## Instructions for the task
Can you rewrite the lines below as a numbered list, skipping any blank lines, starting at the first line and ending at the line that contains "column 352, row 353"?
%%
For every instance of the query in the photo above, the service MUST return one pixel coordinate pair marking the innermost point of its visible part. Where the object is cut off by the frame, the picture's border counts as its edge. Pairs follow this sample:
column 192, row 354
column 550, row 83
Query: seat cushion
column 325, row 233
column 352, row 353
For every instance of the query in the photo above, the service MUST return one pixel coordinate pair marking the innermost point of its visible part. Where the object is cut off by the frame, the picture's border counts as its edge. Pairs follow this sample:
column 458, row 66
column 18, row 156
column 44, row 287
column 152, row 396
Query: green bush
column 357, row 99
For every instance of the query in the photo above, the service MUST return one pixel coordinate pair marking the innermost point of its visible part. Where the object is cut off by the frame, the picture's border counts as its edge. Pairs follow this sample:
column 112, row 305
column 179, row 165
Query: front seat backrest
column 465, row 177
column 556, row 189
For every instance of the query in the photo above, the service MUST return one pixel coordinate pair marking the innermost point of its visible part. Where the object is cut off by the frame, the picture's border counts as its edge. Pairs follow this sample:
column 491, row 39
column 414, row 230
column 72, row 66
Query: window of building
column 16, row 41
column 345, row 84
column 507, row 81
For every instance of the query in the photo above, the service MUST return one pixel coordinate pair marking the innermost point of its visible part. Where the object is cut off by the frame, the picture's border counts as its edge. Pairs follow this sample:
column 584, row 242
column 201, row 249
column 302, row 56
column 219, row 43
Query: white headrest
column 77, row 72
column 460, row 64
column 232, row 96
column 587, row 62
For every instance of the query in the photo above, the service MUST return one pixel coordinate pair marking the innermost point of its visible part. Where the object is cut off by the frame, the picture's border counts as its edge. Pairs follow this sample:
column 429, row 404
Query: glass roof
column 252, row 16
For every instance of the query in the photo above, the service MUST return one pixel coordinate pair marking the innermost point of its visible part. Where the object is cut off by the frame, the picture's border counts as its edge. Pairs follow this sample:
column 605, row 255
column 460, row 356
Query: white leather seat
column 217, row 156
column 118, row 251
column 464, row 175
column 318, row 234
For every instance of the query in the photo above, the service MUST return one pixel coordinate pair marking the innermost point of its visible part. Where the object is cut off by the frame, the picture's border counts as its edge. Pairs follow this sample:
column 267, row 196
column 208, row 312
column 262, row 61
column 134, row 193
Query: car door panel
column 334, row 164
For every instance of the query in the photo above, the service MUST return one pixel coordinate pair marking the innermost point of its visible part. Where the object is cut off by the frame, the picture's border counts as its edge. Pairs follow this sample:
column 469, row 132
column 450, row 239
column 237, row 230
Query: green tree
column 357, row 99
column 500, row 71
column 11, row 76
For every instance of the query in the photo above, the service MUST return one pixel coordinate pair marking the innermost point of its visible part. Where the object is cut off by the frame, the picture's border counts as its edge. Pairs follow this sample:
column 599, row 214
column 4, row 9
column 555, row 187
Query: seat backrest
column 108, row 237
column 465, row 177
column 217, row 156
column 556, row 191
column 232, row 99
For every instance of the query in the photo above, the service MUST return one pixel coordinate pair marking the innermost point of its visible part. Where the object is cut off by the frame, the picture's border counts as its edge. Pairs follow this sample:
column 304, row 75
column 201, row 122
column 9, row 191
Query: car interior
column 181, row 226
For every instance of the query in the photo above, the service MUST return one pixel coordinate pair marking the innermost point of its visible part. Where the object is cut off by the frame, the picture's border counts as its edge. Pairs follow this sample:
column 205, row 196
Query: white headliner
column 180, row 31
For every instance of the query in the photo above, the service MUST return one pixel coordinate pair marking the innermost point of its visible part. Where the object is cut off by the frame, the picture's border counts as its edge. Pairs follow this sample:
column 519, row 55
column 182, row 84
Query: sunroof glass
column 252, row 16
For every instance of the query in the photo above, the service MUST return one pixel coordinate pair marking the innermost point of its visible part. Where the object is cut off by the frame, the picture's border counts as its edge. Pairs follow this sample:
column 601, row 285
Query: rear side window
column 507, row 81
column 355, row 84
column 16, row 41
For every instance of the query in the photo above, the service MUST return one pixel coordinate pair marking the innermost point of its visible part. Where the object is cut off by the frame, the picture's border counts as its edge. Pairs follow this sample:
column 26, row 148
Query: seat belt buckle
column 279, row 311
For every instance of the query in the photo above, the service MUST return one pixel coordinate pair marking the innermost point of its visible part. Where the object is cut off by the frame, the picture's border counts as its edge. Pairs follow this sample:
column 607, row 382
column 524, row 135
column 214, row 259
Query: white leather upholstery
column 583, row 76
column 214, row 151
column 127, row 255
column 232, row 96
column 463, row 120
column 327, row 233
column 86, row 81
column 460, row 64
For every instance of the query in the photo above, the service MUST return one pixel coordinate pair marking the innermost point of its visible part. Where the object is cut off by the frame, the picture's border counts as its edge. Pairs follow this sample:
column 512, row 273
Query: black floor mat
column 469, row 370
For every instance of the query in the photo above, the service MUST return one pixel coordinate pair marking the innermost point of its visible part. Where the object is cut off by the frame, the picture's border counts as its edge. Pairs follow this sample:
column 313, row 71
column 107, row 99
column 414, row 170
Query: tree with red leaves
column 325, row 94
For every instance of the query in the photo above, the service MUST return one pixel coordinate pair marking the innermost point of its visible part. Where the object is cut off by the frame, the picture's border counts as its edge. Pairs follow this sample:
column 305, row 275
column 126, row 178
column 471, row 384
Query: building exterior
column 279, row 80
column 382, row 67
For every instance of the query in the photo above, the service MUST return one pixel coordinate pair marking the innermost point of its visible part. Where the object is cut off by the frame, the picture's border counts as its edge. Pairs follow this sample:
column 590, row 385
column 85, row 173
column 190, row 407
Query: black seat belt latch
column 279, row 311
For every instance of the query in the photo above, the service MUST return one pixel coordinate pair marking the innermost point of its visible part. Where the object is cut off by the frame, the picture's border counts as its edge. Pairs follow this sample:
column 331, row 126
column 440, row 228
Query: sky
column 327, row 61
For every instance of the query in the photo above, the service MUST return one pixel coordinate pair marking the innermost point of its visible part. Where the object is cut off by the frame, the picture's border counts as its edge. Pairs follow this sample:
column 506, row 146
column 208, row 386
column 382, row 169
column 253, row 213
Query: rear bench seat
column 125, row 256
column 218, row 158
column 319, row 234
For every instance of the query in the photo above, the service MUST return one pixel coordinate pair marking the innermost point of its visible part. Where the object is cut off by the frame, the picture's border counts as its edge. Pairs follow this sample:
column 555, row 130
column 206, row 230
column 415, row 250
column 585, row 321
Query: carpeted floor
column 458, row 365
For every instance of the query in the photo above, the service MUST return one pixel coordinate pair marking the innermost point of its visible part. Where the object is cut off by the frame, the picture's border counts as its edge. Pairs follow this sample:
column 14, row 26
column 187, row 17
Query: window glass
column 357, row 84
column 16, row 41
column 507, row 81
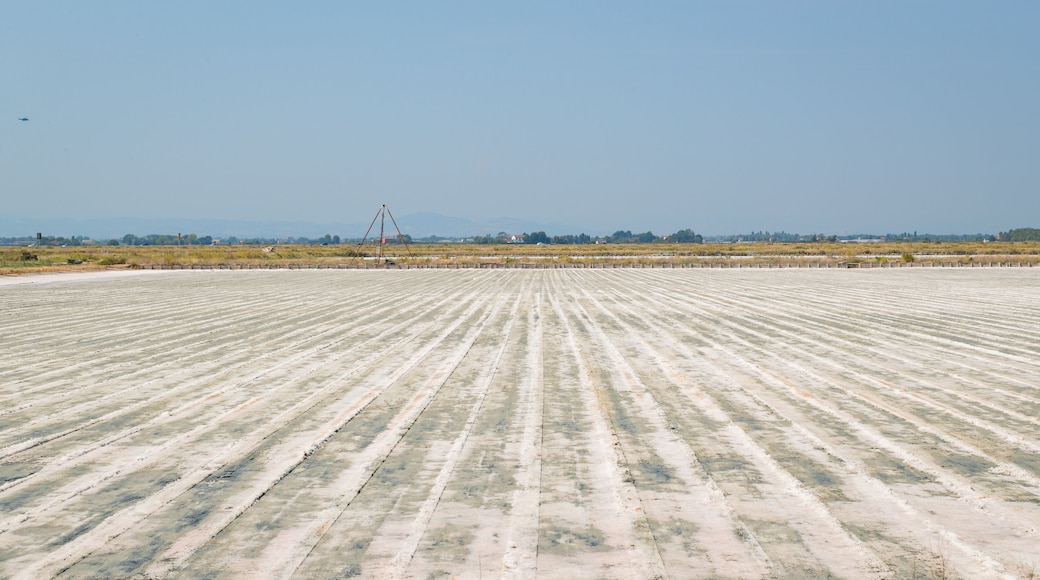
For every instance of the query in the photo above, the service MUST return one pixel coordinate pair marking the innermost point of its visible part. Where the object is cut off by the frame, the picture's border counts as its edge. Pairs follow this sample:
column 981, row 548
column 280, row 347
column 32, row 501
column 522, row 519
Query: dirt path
column 631, row 423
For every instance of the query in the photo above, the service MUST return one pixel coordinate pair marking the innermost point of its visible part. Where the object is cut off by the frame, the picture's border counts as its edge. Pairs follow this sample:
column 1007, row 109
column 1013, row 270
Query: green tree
column 686, row 236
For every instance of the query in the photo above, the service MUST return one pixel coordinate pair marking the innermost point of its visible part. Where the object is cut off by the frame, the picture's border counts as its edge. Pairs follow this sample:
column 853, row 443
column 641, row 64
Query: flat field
column 612, row 423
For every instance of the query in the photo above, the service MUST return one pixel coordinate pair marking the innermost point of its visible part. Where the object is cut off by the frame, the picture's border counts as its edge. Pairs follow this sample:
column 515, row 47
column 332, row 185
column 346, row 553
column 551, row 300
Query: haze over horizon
column 723, row 116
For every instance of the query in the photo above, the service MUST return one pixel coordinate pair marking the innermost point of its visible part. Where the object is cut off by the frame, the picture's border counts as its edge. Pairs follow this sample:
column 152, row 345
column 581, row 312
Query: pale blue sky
column 724, row 116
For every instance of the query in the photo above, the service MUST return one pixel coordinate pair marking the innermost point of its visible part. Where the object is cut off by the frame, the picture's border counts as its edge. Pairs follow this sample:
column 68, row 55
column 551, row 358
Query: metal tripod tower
column 381, row 214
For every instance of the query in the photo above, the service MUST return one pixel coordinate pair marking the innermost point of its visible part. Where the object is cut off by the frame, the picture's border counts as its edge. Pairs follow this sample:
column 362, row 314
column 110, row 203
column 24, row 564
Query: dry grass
column 91, row 258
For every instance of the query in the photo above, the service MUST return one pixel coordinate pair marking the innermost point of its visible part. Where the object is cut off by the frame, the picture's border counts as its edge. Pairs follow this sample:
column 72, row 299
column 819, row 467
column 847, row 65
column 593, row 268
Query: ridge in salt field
column 521, row 423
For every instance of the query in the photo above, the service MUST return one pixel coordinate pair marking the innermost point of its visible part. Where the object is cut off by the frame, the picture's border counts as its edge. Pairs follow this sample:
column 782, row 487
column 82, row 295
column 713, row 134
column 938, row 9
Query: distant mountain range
column 417, row 226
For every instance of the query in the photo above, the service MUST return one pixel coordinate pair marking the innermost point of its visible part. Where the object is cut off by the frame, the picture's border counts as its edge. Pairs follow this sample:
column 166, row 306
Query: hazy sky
column 724, row 116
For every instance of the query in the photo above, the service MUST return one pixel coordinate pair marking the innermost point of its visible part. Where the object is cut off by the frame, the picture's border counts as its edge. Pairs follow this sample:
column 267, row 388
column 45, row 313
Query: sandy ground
column 518, row 423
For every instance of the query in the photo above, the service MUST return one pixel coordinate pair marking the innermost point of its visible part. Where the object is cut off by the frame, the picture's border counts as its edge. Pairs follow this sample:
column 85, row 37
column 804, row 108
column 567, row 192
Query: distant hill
column 416, row 225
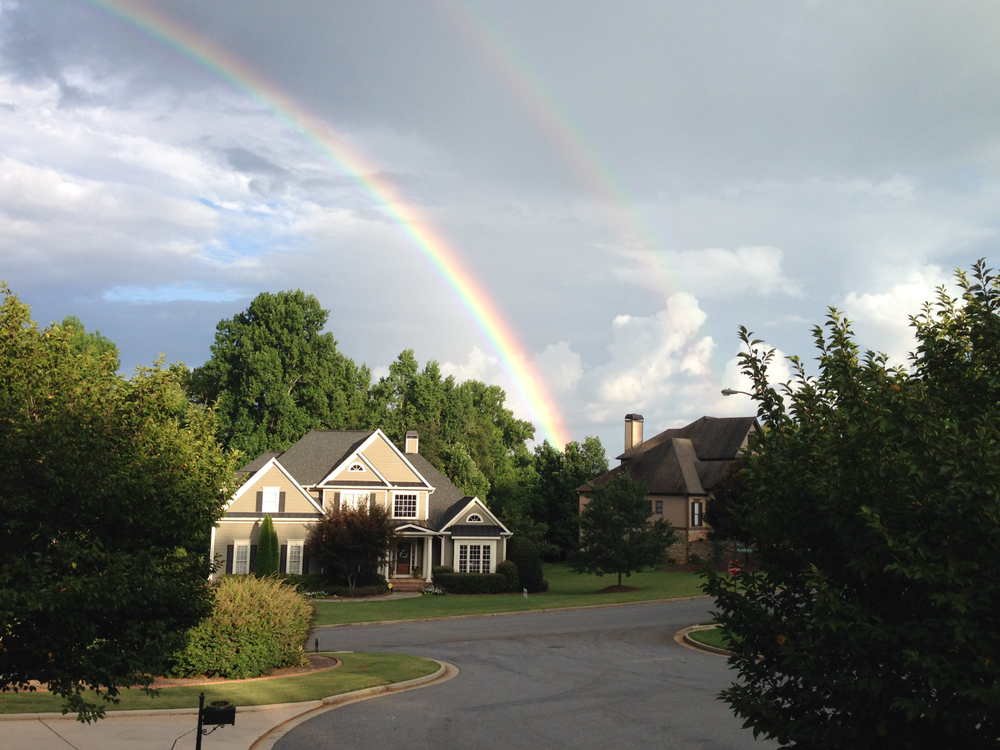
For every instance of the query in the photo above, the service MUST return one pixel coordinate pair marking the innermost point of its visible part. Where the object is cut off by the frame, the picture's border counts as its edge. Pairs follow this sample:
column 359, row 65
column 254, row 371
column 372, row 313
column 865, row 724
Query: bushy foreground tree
column 275, row 375
column 351, row 543
column 616, row 534
column 268, row 561
column 109, row 489
column 874, row 502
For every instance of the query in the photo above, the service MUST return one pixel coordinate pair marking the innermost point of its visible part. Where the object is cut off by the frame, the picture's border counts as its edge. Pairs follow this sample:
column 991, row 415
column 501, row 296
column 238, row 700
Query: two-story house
column 437, row 524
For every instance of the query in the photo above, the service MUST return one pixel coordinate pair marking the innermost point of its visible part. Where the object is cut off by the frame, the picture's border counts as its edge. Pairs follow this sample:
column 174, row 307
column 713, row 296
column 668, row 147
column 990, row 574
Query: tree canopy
column 873, row 499
column 274, row 375
column 616, row 536
column 109, row 489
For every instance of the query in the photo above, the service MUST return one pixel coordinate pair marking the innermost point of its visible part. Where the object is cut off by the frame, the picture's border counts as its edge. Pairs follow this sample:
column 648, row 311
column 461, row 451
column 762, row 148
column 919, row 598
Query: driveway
column 603, row 678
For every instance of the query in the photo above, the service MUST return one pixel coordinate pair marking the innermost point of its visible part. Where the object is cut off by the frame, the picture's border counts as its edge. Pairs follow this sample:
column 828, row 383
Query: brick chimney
column 412, row 442
column 633, row 431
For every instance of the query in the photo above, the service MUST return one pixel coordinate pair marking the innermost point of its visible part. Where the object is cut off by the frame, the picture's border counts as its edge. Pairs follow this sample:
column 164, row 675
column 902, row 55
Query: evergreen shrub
column 472, row 583
column 257, row 625
column 509, row 571
column 523, row 553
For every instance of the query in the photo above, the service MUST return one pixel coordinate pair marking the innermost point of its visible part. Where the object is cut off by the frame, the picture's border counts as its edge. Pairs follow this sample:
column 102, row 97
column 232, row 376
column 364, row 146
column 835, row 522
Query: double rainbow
column 530, row 386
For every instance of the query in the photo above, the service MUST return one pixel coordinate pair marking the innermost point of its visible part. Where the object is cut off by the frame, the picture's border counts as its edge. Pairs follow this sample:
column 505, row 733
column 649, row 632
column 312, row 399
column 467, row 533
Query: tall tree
column 615, row 535
column 352, row 542
column 268, row 554
column 559, row 474
column 275, row 375
column 873, row 498
column 109, row 489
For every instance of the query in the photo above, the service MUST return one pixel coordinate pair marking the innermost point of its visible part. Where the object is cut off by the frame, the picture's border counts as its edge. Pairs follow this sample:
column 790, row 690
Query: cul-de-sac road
column 599, row 678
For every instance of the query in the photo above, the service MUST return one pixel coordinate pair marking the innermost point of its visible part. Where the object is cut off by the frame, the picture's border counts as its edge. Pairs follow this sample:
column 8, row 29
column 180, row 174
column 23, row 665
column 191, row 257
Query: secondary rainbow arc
column 429, row 242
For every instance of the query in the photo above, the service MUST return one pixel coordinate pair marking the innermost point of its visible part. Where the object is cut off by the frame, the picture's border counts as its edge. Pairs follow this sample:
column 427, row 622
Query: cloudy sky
column 626, row 182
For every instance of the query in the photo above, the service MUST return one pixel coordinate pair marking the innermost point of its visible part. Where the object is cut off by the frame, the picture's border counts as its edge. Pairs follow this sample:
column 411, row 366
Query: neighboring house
column 679, row 467
column 436, row 522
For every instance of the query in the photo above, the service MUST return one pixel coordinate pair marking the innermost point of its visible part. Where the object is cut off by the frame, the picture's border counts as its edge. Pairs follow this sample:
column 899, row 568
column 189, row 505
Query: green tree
column 110, row 488
column 616, row 536
column 558, row 503
column 268, row 561
column 873, row 497
column 93, row 344
column 351, row 543
column 275, row 375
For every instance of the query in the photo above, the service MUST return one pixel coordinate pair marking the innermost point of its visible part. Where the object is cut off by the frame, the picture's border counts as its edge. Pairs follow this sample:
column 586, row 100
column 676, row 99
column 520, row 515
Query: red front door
column 403, row 559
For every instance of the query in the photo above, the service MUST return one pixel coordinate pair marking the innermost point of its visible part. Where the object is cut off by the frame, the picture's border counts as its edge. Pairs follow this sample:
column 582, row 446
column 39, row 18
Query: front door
column 403, row 559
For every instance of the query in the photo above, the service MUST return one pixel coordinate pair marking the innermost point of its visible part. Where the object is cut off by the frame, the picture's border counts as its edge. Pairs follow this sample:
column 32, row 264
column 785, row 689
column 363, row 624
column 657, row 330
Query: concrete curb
column 267, row 740
column 683, row 638
column 507, row 614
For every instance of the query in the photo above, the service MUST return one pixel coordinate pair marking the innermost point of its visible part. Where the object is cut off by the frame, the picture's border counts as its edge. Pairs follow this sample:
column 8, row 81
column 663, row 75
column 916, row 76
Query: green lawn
column 565, row 590
column 714, row 637
column 357, row 671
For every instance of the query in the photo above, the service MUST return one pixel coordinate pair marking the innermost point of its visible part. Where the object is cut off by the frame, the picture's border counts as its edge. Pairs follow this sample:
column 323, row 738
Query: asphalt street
column 601, row 678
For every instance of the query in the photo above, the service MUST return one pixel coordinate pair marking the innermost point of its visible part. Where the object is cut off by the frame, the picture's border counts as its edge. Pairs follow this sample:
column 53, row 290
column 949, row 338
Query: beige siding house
column 436, row 522
column 679, row 467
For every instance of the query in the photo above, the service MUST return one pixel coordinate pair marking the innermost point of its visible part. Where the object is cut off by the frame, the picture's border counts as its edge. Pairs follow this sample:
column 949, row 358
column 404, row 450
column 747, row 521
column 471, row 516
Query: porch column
column 428, row 547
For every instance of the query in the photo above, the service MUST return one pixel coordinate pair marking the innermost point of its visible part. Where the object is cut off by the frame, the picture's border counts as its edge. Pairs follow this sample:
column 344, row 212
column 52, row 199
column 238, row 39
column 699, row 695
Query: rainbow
column 430, row 243
column 568, row 139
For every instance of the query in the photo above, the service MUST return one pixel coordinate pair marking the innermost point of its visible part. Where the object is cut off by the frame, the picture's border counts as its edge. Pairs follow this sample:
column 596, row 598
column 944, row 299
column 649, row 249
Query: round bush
column 257, row 625
column 524, row 555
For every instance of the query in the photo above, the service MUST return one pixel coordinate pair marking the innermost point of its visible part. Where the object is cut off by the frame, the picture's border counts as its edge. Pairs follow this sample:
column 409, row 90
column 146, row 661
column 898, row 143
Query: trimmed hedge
column 257, row 625
column 524, row 555
column 472, row 583
column 509, row 571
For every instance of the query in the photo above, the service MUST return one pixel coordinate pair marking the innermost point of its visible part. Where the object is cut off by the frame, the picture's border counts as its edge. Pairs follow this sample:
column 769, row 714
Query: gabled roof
column 713, row 438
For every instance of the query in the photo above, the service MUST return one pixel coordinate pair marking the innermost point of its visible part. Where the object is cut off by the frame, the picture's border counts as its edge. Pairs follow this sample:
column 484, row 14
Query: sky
column 622, row 184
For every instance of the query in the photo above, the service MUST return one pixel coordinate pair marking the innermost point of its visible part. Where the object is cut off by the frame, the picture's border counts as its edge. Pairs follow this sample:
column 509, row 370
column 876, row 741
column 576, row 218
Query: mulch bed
column 617, row 589
column 316, row 664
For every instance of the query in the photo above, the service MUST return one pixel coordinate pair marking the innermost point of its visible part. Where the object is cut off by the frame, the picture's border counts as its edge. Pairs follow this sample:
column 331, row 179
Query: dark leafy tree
column 615, row 534
column 557, row 503
column 92, row 344
column 274, row 375
column 351, row 543
column 109, row 489
column 268, row 555
column 873, row 497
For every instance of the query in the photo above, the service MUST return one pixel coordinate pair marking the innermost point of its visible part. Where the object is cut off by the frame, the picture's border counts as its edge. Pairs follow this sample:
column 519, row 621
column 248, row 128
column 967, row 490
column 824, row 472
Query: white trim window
column 271, row 500
column 474, row 558
column 293, row 564
column 353, row 500
column 404, row 505
column 241, row 557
%%
## Solved problem
1. For every instance of the query in the photo above, the service MUST return one pixel coordinate pair marking the innermost point of its visible part. Where the object is cut off by the frame, the picture's border counts as its edge. Pairs follow this sample:
2. column 192, row 354
3. column 550, row 83
4. Query: seat cushion
5. column 325, row 233
6. column 352, row 353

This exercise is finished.